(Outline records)
(begin)
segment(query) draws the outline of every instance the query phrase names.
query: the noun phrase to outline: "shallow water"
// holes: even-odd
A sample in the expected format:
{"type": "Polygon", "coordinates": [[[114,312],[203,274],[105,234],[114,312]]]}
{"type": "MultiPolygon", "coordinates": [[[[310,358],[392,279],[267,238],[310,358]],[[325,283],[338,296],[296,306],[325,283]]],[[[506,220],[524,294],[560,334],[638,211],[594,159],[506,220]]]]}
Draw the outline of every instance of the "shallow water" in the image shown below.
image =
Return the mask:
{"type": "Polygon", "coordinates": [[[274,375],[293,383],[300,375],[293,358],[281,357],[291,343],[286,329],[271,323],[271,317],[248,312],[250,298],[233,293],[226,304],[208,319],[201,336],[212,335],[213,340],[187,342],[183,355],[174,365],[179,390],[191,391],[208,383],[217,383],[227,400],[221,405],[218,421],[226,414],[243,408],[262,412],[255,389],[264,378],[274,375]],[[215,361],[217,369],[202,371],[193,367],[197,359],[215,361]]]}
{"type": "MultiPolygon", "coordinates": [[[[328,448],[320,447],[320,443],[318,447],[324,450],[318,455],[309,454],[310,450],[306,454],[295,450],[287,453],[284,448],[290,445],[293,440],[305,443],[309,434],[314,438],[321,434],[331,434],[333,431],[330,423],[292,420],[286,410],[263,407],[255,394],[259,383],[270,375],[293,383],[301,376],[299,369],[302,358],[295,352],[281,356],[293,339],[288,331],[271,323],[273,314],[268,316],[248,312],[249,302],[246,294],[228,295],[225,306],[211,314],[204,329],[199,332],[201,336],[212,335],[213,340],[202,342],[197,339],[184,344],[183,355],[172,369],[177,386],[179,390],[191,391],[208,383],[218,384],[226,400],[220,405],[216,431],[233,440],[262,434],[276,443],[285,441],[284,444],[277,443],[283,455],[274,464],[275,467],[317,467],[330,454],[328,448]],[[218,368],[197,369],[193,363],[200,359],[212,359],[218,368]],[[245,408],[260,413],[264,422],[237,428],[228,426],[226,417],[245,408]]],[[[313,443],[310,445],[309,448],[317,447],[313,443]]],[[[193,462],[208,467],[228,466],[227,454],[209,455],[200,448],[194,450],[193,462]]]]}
(end)
= REQUIRED TASK =
Rewrite the outline records from their first line through the line containing "A sample in", replacing "instance" with "occurrence" and keeping everything else the same.

= REPLY =
segment(query) draws the outline of every occurrence the query phrase names.
query: the noun phrase to outline: "shallow water"
// holes: even-odd
A sample in the expected format:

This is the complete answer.